__Set task__. Write the next part of the ChemSpace mapping guide, starting right after its last line.

Skip to content

ChemSpace Mapping


Overview

ChemSpace mapping refers to the process of plotting molecules in a 2D or 3D coordinate system, enabling the visualization of molecule similarities. Each data point in the plot represents a unique molecule, with closer points indicating more similar molecules.

ChemSpace Mapping Example

The process typically involves three steps:

  1. Generating a fingerprint for each molecule or starting with a list of fingerprints.
  2. Converting the multi-value fingerprints into condensed fingerprints with 2-3 coordinates.
  3. Plotting the 2D or 3D coordinates to visualize molecule similarities.

The ChemSpaceMapper class manages these steps.


Basic Use (from_preset)

In most cases, you can use the recommended settings for clustering, which are stored in the ChemSpaceMapper.from_preset method. Presets are named using the format [mapping method]-[fingerprint method]. Currently, we provide the umap-morgan preset.

Here's an example of chemspace mapping using default settings:

from simmate.toolkit.mapping import ChemSpaceMapper

x,y = ChemSpaceMapper.from_preset(
    molecules=[...],  # This should be a list of Molecule objects
    preset="umap-morgan",
    n_outputs=2,  # For a 2D (XY) plot
)

Tip

If you want to customize parameters for mapping/fingerprints, consider using the advanced API below.


Advanced Use

For complete control over your chemspace mapping, you can manually select your methods and parameters.

1. Choose Fingerprint Method

Select a fingerprint method from the simmate.toolkit.featurizers module. You can also select any kwargs that the featurizer's featurize_many method accepts. Refer to the Featurizers section for all available featurizers and their kwarg options.

Example:

from simmate.toolkit.featurizers import MorganFingerprint

featurizer_kwargs = dict(
    radius=4,
    nbits=2048,
    parallel=True,
)

2. Choose Mapping Method

Select a mapping method from the simmate.toolkit.clustering module. You can also select any kwargs that the map_fingerprints method accepts. We currently support Pca, Tsne, and Umap methods.

Example:

from simmate.toolkit.mapping import Umap

mapping_kwargs = dict(
    metric="jaccard",  # aka Tanimoto
    n_neighbors=25,
    min_dist=0.25,
    low_memory=False,
)

__Dataset extract__.
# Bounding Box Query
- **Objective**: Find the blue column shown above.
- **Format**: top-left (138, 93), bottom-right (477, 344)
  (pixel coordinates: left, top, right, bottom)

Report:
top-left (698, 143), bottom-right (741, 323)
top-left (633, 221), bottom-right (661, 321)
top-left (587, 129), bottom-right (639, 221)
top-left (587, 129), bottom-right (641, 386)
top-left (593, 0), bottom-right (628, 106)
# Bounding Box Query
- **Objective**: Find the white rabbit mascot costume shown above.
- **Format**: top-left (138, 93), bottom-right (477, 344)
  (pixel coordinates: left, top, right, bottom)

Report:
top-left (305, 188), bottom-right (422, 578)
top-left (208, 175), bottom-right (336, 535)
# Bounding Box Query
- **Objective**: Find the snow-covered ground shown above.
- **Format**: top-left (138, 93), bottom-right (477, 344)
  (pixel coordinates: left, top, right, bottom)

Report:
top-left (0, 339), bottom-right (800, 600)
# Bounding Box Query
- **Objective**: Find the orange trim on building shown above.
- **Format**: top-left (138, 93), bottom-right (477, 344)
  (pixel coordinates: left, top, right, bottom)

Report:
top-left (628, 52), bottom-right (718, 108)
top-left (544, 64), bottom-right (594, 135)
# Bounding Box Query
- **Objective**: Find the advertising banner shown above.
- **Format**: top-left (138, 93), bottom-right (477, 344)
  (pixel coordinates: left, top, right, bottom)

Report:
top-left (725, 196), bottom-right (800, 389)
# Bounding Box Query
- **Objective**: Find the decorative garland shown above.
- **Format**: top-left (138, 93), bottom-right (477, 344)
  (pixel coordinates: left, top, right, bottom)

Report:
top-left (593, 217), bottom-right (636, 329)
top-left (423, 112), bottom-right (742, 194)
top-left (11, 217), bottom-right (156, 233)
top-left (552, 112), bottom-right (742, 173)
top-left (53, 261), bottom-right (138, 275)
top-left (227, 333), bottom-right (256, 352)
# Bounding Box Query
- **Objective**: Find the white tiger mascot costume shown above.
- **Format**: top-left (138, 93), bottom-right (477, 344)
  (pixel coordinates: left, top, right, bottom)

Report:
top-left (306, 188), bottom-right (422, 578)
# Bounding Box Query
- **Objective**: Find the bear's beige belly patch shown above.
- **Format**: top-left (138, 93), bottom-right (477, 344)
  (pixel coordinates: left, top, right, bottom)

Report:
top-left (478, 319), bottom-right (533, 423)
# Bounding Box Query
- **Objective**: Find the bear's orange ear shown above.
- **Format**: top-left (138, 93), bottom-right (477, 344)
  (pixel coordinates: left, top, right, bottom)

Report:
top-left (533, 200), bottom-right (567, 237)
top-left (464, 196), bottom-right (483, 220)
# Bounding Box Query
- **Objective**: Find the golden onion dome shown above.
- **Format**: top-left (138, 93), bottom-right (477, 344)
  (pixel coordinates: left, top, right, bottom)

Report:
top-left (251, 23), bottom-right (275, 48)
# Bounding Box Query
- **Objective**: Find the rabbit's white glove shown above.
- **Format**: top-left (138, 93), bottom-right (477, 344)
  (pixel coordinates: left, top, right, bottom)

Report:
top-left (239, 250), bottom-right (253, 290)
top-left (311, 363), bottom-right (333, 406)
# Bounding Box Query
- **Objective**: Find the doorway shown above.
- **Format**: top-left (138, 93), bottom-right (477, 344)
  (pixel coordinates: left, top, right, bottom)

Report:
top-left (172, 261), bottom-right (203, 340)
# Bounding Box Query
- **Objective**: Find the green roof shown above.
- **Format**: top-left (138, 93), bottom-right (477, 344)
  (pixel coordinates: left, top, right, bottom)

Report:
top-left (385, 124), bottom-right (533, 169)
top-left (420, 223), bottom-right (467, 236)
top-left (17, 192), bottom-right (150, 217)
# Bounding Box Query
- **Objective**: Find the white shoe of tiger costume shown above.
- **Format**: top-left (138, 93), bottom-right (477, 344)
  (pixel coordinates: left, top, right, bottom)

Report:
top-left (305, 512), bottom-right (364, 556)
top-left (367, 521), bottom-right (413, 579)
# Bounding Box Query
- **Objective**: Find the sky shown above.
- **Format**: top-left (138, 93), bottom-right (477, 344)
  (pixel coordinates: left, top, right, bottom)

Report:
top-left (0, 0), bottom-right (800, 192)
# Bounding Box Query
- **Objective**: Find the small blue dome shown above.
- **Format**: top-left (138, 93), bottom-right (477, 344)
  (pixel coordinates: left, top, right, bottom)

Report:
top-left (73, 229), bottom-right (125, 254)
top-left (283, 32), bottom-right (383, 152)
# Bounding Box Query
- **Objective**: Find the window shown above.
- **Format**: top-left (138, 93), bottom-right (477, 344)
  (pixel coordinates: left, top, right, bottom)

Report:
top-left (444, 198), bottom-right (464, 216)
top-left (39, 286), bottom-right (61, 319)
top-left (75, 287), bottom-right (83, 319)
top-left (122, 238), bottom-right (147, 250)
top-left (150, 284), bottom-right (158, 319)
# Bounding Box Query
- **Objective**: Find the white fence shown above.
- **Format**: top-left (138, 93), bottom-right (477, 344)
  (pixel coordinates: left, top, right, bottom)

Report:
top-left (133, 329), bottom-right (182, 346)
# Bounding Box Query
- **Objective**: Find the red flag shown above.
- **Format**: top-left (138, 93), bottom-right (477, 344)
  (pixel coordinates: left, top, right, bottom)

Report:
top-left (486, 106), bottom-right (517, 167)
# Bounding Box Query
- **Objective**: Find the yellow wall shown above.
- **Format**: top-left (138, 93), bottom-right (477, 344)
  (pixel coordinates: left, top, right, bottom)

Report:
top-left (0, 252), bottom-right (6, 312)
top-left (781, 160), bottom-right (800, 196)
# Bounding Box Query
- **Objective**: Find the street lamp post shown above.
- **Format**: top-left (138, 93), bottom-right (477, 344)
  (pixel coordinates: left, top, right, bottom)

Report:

__Answer__.
Note

All mapping methods have a map_molecules and a map_fingerprints method. These methods will be called in the final scripts.

3. Final Script

Once you've selected your methods and parameters, you can put them together:

from simmate.toolkit.clustering import Butina
from simmate.toolkit.mapping import Umap

x, y = Umap.map_molecules(
    molecules=[...],  # This should be a list of Molecule objects
    featurizer=MorganFingerprint,
    featurizer_kwargs = dict(
        radius=4,
        nbits=2048,
        parallel=True,
    ),
    metric="jaccard",
    n_neighbors=25,
    min_dist=0.25,
    low_memory=False,
)

EXTRA: Starting from Fingerprints

If you already have fingerprints and want to use those instead of Molecule objects, you can skip the first step and replace map_molecules with the map_fingerprints method:

from simmate.toolkit.clustering import Butina
from simmate.toolkit.mapping import Umap

clusters = Umap.map_molecules(
    fingerprints=[...],  # This should be a list of fingerprints (1D array of floats)
    metric="jaccard",
    n_neighbors=25,
    min_dist=0.25,
    low_memory=False,
)

Adding a New Mapping Method

To add a new mapping method, you need to:

  1. Inherit from the ChemSpaceMapper base class.
  2. Define a map_fingerprints method (can be a @classmethod or @staticmethod) that accepts fingerprints and n_outputs as kwargs.

The ChemSpaceMapper will then manage how map_molecules, map_fingerprints, and other features behave.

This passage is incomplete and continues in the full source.